Task directions
All entries are to be given again verbatim.

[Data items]
************
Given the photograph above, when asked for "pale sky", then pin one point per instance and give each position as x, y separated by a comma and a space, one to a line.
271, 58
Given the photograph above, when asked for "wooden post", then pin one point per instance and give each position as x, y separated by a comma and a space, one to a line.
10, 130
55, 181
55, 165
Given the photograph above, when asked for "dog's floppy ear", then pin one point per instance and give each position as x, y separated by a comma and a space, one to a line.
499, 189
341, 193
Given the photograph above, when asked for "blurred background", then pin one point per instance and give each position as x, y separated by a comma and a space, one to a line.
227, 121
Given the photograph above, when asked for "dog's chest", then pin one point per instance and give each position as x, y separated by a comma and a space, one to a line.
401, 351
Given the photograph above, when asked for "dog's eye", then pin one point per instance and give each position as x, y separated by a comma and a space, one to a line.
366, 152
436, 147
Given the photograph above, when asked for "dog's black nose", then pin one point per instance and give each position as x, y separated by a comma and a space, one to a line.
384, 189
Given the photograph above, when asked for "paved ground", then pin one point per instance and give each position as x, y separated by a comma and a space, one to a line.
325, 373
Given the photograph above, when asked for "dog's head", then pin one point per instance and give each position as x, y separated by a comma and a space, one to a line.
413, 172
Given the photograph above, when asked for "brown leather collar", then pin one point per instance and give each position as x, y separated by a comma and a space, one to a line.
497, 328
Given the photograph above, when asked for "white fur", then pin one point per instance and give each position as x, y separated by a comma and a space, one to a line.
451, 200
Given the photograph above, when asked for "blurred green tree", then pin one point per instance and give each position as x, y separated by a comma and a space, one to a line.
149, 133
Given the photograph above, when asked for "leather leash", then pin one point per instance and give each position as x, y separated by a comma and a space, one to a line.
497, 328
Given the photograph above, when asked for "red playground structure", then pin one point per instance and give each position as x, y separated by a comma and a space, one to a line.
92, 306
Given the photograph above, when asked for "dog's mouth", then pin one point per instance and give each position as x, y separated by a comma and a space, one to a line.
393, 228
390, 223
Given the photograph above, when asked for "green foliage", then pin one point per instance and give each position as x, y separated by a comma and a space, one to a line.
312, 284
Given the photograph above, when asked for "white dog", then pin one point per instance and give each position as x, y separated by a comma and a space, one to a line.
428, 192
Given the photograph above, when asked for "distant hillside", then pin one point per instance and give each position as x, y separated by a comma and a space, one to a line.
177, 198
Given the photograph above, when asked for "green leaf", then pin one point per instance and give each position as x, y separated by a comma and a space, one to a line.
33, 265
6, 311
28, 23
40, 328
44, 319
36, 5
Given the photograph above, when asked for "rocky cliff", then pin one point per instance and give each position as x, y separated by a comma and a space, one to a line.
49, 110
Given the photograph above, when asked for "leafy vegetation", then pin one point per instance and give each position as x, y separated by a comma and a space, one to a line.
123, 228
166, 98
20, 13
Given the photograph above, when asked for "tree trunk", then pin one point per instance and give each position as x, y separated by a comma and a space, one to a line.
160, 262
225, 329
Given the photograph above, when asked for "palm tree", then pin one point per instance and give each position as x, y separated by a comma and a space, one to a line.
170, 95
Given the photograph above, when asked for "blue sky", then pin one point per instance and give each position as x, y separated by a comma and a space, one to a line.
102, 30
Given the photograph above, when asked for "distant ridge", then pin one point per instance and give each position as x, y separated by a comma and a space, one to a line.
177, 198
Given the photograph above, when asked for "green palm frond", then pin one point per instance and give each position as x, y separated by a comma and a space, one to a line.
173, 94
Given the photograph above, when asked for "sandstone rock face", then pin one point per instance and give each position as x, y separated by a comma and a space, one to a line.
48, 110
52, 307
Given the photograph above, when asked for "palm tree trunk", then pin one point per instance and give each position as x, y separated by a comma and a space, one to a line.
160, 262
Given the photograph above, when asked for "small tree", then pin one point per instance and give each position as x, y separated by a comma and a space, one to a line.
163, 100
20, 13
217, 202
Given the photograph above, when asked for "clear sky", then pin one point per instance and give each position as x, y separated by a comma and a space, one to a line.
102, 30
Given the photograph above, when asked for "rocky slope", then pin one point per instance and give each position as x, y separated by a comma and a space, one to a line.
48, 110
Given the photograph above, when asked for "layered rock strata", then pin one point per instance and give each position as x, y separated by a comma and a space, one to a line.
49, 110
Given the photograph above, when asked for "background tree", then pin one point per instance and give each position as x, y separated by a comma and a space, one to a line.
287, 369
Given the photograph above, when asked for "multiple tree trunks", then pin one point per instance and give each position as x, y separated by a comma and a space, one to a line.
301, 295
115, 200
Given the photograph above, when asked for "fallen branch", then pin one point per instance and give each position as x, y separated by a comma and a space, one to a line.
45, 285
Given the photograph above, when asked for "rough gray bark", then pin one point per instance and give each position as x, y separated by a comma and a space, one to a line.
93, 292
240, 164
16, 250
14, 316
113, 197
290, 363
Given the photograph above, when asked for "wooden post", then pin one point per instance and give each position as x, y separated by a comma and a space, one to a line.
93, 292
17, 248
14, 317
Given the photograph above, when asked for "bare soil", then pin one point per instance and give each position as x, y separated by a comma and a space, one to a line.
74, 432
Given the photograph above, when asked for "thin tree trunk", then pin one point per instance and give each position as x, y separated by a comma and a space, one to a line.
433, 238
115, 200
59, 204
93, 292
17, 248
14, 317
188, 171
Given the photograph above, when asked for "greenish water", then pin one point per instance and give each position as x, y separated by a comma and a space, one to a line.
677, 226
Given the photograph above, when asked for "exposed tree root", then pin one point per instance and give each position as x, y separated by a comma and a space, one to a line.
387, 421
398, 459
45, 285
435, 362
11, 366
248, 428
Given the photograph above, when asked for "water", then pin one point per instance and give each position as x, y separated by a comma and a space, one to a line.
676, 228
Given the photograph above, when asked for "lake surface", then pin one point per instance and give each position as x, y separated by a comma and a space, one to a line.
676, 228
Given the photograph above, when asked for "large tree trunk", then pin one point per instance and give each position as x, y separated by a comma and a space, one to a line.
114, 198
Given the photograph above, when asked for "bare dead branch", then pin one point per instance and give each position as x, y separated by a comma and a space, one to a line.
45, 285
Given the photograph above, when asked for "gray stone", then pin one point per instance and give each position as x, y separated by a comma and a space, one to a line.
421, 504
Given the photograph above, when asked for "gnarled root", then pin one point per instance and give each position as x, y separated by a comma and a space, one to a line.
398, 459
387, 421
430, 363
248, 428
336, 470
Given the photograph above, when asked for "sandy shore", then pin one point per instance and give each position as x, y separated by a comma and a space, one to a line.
************
Output below
Given the photograph above, when asked for "pale sky", then pin one point per instance and give each position as x, y separated by a comma and a space, one to a line.
271, 58
Given the photograph above, when asked for "wooden post", then pin one point per instance and give each position as x, y separated by a comma and a space, one to a line.
10, 130
55, 181
55, 165
Given the photograph above, when asked for "dog's floppy ear", then pin one point per instance and give each position as x, y separated by a comma and a space, one to a line.
499, 189
341, 193
Given the photograph above, when asked for "blurred background", then pin one point per instance and give each position as x, y separated by a comma and a space, one to a line.
227, 121
Given the photograph above, when asked for "dog's chest", then pin one point per instance and give each position as x, y separated by a comma and a space, one to a line.
401, 351
Given the photograph above, when asked for "dog's eye", then pin one point per instance and give each position as x, y separated by a comma and a space, one to a line.
366, 152
436, 147
Given the photograph above, when asked for "dog's black nose", then pin one point per instance and give each position as x, y separated by a comma and a space, one to a line.
384, 189
Given the photograph above, when asked for "paved ground", then pin one point per instance and give each position as x, y separated by a comma and a space, one to a line.
325, 373
Given the photograph above, when asked for "dog's head", then pin one point per instance and give each position as x, y separated by a comma and a space, one to a line.
413, 172
Given the photograph above, when asked for "brown leather collar", then pin one point per instance and give each position as x, y separated by a comma and a space, one to a line.
497, 328
Given the photograph above, when asked for "white fur", then pin one point per instance and give each position as x, y separated by a comma and a space, one to a line.
451, 200
Given the photograph above, when asked for "blurred green tree", then pin one point per instance and give each position as x, y separated by a comma and a space, one to a line.
149, 133
Given the photograph above, when asked for "leather leash", then pin one point per instance and give each position as x, y separated by a comma and a space, one to a line.
497, 328
Given the photograph above, when asked for "red playground structure", then pin one point per instance and give each position as x, y separated by a comma and a space, one to a line.
92, 306
Given the photograph above, when asked for "dog's mouth", then pin one point per instance and give each position as x, y separated by a comma and a space, one to a line.
393, 228
390, 223
Given the photograph above, when asked for "green foliage", then pin one point per instance and give each position as x, y separated by a comma and a space, one to a line.
312, 284
Given the photograph above, when asked for "white dog", then pin one point per instance and give each position as x, y separated by a comma and a space, one to a line.
428, 192
Given the photograph above, when asked for "distant hillside", then pin one point per instance and give each position as x, y separated by a comma and a space, one to a line.
177, 198
Given the photograph above, when asked for "green leaf", then pin one point per instance and give each position as x, y separated by a comma and a space, one to a line.
33, 265
6, 311
28, 23
40, 328
44, 319
36, 5
Given the photograph above, when asked for "rocky cliff", then pin one point per instance and give each position as x, y separated by a comma and a space, one to a line.
49, 110
Given the photograph above, when asked for "leafy vegetation", then pin one point per instance and give each position as x, y separated by a comma and a space, one to a line.
123, 228
166, 98
20, 13
Given the photograph above, when asked for "tree trunk", then pin one point per instance and give each position as x, y separated by a comma and a space, one to a line.
160, 262
225, 329
Given the photograph above, when asked for "palm tree", then pin one point per instance and give each position as x, y separated by a comma and a space, one to a line.
170, 95
Given the photograph above, when asked for "blue sky", then pin one point per instance and give each position as x, y separated by a comma and a space, one to a line.
102, 30
Given the photograph above, when asked for "distant ridge", then pin one point per instance and give each position as x, y separated by a comma and a space, one to a line.
177, 198
Given the photograph above, when asked for "green palm frond", then pin one point per instance and give each position as x, y separated by a comma and a space, one to a line.
173, 94
Given the photograph above, when asked for "sandstone rock face", then pin one point per instance and give each position as x, y separated by a comma and a space, one to a line.
48, 110
52, 307
Given the photograph above, when asked for "palm tree trunk", then pin one point per instance and give each position as x, y separated by a comma and a space, one to a line.
160, 262
Given the photograph above, when asked for "small tree", then pin one point per instance and give each position as x, y separated by a comma and a space, one to a line.
163, 100
20, 13
217, 202
Given the photograph above, when asked for "clear sky", then pin one point per instance and give each position as x, y separated by a comma and a space, one to a line.
102, 30
Given the photograph above, when asked for "rocky slope", then pin one point per instance and give each position as x, y separated by a comma and a space, one to a line.
48, 110
Given the photograph above, when asked for "layered rock strata", then pin one point per instance and give each position as x, y separated by a comma and a space, one to a line.
49, 110
Given the photograph above, when asked for "background tree", then pin one point per instance and give each position as x, y separated by a comma and a space, one to a line.
287, 369
Given the photograph above, when asked for "multiple tree trunks", then pin one point per instance and give each position as x, y separated by a comma and a space, one to a line.
301, 295
115, 200
Given the photograph above, when asked for "fallen branch", then pin one point per instance and give each position as x, y separated by a comma and a space, one to a line.
45, 285
Given the photograph above, when asked for "rough gray bark", then pin one point per instance and give each position as x, y separated by a comma and a space, one to a line.
93, 292
240, 164
16, 250
14, 316
113, 197
290, 363
Given the photograph above, when asked for "wooden post", then pin one point per instance and give each position as x, y separated by a comma and a space, one to a line.
93, 292
17, 248
14, 317
Given the photograph above, when asked for "bare soil", then pin one point per instance and give each position as x, y separated by a comma and a space, one to a line.
74, 432
Given the photograph above, when asked for "thin tree trunk", then pin one point per instance and give each position as x, y separated by a comma and a space, one to a line.
433, 238
115, 200
59, 204
93, 292
17, 248
14, 317
188, 171
Given the photograph above, when asked for "greenish water", then pin one point per instance and give each position as x, y separated by a comma and a space, one to a line.
677, 226
Given the photograph above, when asked for "exposed tree root", then pin one point per instance and give each position as x, y separated by a comma and a space, one to a line.
387, 421
398, 459
45, 285
435, 362
11, 366
248, 428
Given the photograph above, when asked for "water", then pin one point per instance and give each position as x, y separated by a comma and a space, one to a line.
676, 228
Given the photograph above, when asked for "lake surface", then pin one point per instance and give each position as x, y separated by a comma and a space, one to a line.
676, 228
Given the photograph above, when asked for "large tree trunk", then pin one point per instance and give each position as x, y separated by a comma and a space, one to a line.
114, 198
Given the photograph above, when asked for "bare dead branch", then pin one point per instance and give each position as x, y separated by a comma and a space, one to a line.
45, 285
Given the photograph above, when asked for "gray stone", then pin one point per instance and give each position as x, y separated by a comma and a space, one to a line.
421, 504
Given the photograph above, when asked for "gnarled root", then pin one point per instance and give each position as x, y separated by a comma and a space, one to a line.
398, 459
387, 421
430, 363
248, 428
336, 470
Given the photograph above, when asked for "sandy shore", then pin one point per instance and give each position as x, y separated by a comma and a space, one to a line.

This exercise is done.